» STUDY QUESTIONS:
• 1. Copy the passage of the HIV test result information starting at "You have received" and ending at "risk for HIV?".
• 2. According to the HIV test result information, what should a person do if they engaged in risk behaviors for HIV during the month before the test?
• 3. Go on with the information on non-reactive HIV test results from where it stops.

» EXCERPT:
_ _ _ _ _ _ _
Information on Non-reactive (Negative) HIV Test Results

You have received a non-reactive HIV test result today. This almost always means you are not living with HIV.

Does a non-reactive result mean I definitely do not have HIV?

There is a period between the time of getting HIV and the time that an HIV test can detect HIV infection. If you have engaged in risk behaviors for HIV during the month prior to your test, you should speak to your provider about your need to be re-tested for HIV.

What actions put you at risk for HIV?

  • Engaging in anal or vagnial intercourse
  • Sharing drug paraphernalia like syringes and cookers, or sharing needles used for tattoos or piercings
  • The use of drugs and/or alcohol can also put you at risk by making it harder for you to practice safe behavior

If you are planning to have a baby, or are pregnant:

Even if your test result is non-reactive today, testing and retesting of both the mother and the father may be indicated based on risk factors for HIV. It is important to know your HIV status because HIV can be passed to your baby during pregnancy, delivery or through breastfeeding.
_ _ _ _ _ _ _
» SOURCE MATERIAL:
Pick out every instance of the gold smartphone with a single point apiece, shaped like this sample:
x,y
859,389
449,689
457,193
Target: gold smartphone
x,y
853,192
_ _ _ _ _ _ _
» TASK-BY-TASK OUTPUTS:
• 1.
You have received a non-reactive HIV test result today. This almost always means you are not living with HIV.

Does a non-reactive result mean I definitely do not have HIV?

There is a period between the time of getting HIV and the time that an HIV test can detect HIV infection. If you have engaged in risk behaviors for HIV during the month prior to your test, you should speak to your provider about your need to be re-tested for HIV.

What actions put you at risk for HIV?

• 2. Speak to their provider about the need to be re-tested for HIV.

• 3.
A non-reactive test provides opportunities to protect yourself from getting HIV:

  • Abstain - Not having sex or sharing needles, syringes or other drug injection equipment with a person who has HIV or whose HIV status you don't know is a sure way to protect yourself from HIV.
  • Use a latex male condom or female condom - Condoms work very well to prevent HIV and other sexually transmitted diseases if you use them the right way, every time you have sex.
  • PrEP (Pre-Exposure Prophylaxis) - A daily pill that can prevent HIV infection. PrEP is very effective at preventing HIV. Ask your provider if PrEP may be right for you.
  • PEP (Post-Exposure Prophylaxis) - A medication that can protect you from HIV if you were recently exposed. If you start it within 2 hours of the exposure, it gives the best protection; if you start within 2-36 hours, it gives very good protection; between 36-72 hours it gives less protection as time passes; it is not started after 72 hours. If you think you were exposed to HIV through contact with someone who has or might have HIV, go immediately to an emergency room and ask for PEP.
  • Consider your drug use - Using drugs or alcohol causes changes in awareness, attitutde, consciousness and behavior and can lower your ability to make decisions about safer sex and using clean needles and works.
  • If you use needles or syringes:
    • Use new needles and equipment each time and don't share anything, including cotton or water.
    • Avoid buying needles on the street, even if they look new.
    • Expanded Syringe Access Programs: provides needles and syringes at pharmacies and other locations.
    • Syringe Access Programs: provides needles and syringes free of charge.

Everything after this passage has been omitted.